• [TASK DESCRIPTION]
Return only this: the line with "Labeling batch C. For the image above, tag the bathroom" and all the lines that follow it below, through the final one, exactly as they are.

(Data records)
·····
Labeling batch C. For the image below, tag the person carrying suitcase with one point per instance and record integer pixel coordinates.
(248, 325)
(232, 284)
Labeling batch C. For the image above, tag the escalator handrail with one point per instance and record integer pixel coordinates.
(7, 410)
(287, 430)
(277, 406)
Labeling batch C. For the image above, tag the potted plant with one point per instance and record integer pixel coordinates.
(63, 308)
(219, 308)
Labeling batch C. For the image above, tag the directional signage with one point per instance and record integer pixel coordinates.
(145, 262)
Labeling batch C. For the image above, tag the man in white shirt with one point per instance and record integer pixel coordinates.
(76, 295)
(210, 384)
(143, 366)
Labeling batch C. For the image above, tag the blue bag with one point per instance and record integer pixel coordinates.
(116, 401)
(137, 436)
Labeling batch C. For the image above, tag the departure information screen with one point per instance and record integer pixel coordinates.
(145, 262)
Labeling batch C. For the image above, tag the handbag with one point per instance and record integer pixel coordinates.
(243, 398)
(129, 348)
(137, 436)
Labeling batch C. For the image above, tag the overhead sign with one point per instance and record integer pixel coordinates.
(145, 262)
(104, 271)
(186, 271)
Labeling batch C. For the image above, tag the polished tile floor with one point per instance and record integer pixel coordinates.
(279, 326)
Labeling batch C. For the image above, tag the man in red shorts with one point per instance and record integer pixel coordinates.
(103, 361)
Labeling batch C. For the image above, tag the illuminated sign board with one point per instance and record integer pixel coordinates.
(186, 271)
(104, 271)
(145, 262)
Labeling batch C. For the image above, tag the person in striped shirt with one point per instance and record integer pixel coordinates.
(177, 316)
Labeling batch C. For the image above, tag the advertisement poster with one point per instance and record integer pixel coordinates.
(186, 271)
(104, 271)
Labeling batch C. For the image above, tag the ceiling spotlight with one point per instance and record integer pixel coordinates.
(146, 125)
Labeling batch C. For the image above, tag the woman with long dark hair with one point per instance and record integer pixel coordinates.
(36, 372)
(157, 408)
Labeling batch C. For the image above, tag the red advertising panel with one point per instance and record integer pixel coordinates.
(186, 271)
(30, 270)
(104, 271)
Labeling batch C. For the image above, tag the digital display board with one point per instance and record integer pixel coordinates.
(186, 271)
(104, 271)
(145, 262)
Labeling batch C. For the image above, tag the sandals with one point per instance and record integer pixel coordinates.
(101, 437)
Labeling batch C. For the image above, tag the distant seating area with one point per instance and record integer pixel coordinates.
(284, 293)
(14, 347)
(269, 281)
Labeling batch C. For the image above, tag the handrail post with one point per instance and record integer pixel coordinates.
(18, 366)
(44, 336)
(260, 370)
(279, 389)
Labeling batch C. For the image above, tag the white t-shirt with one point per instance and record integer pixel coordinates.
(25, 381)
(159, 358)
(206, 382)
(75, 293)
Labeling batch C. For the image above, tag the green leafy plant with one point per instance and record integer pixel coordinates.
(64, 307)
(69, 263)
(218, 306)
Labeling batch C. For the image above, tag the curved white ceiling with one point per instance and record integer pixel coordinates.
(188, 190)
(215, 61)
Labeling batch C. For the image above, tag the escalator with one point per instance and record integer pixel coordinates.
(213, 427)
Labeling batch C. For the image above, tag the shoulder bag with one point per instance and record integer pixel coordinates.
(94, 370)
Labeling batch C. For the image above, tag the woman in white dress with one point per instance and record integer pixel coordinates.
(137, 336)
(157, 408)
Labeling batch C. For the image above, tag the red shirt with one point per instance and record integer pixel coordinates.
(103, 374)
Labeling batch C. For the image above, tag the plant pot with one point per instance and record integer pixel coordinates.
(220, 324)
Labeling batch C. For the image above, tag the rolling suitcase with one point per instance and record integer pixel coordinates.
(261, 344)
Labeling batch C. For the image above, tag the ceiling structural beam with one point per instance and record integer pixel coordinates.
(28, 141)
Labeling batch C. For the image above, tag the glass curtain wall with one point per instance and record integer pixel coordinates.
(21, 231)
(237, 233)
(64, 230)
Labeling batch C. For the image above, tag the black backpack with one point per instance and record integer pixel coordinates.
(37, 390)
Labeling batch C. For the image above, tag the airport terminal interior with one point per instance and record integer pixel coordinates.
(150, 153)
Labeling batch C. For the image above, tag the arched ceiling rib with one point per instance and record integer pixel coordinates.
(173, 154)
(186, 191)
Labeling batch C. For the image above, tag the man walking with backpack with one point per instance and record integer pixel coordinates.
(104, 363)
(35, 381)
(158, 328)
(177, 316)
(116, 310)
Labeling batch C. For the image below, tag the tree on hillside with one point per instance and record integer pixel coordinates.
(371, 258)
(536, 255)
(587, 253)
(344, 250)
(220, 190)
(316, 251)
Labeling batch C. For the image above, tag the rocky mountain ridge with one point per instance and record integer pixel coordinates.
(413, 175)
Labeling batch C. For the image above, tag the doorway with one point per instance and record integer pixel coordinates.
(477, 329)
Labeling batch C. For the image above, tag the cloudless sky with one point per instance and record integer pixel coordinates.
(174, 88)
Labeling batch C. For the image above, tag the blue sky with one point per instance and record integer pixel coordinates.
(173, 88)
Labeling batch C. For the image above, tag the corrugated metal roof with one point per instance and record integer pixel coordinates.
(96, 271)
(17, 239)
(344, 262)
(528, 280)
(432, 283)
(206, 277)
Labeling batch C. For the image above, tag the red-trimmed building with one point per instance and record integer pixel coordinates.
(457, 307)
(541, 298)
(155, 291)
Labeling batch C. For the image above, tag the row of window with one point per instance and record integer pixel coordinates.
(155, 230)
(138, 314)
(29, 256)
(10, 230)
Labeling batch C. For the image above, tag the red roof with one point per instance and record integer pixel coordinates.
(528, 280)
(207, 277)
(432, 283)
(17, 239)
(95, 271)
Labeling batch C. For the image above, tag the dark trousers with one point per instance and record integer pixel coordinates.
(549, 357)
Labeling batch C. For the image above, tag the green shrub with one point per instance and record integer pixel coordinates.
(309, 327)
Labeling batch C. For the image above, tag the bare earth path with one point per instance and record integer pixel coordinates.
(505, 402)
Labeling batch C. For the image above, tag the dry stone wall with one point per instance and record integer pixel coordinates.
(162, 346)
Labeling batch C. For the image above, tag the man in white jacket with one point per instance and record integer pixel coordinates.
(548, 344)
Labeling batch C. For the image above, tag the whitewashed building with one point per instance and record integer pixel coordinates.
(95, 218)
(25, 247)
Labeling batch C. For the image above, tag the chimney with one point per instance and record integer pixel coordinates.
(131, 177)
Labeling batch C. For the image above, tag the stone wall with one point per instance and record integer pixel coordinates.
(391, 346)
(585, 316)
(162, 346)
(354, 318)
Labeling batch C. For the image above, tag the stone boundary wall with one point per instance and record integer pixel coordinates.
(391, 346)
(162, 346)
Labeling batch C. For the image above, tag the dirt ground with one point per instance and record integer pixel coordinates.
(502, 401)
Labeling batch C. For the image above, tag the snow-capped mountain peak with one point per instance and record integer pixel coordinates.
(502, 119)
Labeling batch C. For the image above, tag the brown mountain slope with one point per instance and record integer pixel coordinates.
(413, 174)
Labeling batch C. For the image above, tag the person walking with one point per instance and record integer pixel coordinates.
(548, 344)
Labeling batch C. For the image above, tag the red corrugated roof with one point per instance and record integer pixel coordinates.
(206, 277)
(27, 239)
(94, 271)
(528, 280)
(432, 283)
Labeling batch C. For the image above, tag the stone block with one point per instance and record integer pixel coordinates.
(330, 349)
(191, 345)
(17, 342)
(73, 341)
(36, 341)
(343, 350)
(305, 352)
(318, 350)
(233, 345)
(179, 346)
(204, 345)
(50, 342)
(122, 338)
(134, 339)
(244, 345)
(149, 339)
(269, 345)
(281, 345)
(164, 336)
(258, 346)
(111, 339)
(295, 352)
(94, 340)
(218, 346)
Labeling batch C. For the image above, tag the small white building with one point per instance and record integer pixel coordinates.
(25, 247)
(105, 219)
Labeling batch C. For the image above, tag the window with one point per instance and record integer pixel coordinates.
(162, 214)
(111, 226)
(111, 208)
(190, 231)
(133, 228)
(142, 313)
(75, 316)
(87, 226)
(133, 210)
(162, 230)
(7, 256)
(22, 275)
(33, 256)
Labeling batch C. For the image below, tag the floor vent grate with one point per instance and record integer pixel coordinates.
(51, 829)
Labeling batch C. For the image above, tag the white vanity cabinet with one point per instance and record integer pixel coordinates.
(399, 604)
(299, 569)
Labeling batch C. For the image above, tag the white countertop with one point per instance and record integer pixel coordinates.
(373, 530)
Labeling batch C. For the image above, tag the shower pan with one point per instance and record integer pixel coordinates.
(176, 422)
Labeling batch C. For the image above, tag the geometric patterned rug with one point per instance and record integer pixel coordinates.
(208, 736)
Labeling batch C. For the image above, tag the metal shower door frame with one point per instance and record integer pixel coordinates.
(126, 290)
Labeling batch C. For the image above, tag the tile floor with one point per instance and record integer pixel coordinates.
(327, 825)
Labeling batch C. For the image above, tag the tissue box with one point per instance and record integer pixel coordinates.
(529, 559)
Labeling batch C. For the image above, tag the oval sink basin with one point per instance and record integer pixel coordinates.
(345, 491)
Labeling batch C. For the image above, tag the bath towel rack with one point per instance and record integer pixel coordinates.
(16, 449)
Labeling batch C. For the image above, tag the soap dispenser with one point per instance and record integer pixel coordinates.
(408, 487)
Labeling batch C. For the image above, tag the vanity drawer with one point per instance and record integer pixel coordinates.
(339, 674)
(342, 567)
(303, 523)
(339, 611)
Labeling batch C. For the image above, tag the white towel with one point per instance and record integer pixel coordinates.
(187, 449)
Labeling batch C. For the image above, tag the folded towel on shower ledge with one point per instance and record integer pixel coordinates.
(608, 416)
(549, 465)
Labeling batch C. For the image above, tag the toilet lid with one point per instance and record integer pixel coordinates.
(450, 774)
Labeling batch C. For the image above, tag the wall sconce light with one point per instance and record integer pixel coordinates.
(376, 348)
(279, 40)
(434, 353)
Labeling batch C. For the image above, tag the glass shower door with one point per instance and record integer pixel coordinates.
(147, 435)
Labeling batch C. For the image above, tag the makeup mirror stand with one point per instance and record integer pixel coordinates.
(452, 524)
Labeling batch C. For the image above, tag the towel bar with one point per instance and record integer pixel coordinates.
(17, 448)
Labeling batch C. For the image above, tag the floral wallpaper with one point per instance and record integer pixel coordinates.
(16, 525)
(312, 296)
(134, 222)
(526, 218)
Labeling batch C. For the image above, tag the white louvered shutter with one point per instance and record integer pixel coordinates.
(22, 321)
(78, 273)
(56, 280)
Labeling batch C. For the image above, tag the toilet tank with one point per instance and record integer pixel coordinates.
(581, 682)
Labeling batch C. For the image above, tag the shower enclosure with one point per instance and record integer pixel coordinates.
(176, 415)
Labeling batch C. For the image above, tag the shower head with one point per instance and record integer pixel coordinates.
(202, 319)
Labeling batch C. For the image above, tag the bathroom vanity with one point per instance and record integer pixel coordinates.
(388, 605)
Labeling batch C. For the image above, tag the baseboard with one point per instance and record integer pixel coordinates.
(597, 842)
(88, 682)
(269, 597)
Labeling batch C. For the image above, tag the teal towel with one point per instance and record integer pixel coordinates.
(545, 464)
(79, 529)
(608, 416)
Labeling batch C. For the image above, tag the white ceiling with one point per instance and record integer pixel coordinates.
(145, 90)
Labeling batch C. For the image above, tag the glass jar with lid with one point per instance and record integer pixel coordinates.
·····
• [SOLUTION FOR THIS EXERCISE]
Labeling batch C. For the image above, tag the bathroom vanity with one point per instance and record integer pixel coordinates.
(388, 605)
Labeling batch C. For the image above, tag the baseboard with one point per instance and record integer pixel coordinates.
(597, 842)
(88, 682)
(269, 597)
Labeling batch C. For the image above, tag the teal towel with one point per instance and record integer pixel coordinates.
(545, 464)
(79, 529)
(608, 416)
Labeling batch C. For the image above, tag the white ceiling with one point per instance and record integer pixel coordinates.
(145, 90)
Labeling batch C. For the image above, tag the glass jar with lid with one point per instance and record integer pixel coordinates.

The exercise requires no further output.